PROVIDED ENTRIES>
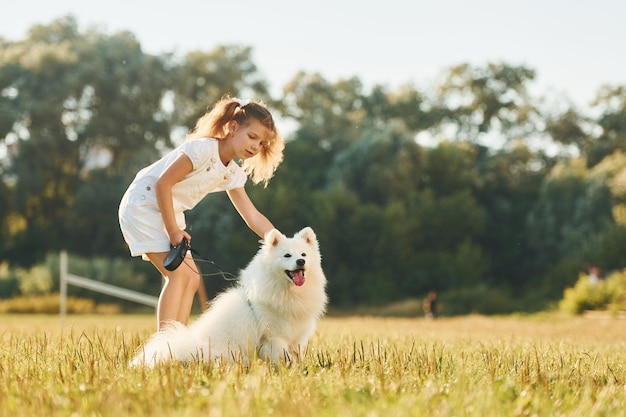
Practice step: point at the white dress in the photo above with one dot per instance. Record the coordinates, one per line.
(140, 219)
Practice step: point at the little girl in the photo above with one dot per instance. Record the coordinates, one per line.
(151, 212)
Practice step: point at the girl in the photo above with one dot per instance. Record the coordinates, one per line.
(151, 212)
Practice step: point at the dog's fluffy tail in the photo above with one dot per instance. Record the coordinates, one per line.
(175, 342)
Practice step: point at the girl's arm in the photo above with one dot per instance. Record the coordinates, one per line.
(163, 188)
(253, 217)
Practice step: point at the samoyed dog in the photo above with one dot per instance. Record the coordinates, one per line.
(270, 314)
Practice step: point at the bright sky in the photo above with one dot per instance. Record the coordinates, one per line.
(574, 45)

WHAT YOU NEED TO DO>
Recast all the rows above as a two-column CSV with the headers "instruction" and "points". Give one line for each row's text paired with its answer, put each in a single quoted field with line breaks turned into spaces, and leave out the pictures.

COMPLETE ANSWER>
instruction,points
"Practice step: point at the white dress in the photo above with one dot per instance. Record the coordinates, one per line.","(140, 219)"
"Practice step: point at the little girl in the photo above with one dot per instance. Record the coordinates, one per line.","(151, 212)"
"Practice step: point at the girl in the photo above with one dot per instance. Record the coordinates, one per line.","(151, 212)"
"Practice step: point at the dog's fluffy tail in the photo above with one dot per instance. Record the coordinates, one per line.","(175, 342)"
"Practice step: point at the girl's arm in the photo above with one dot per instance. Record the coordinates, one per line.","(163, 188) (253, 217)"
"Practice step: point at the samoyed dog in the photo above with one dot per instance. Record the coordinates, one per line.","(270, 314)"
"Practice step: point at the bright sky in the photo above with one dot per instance. Record the coordinates, one per line.","(574, 45)"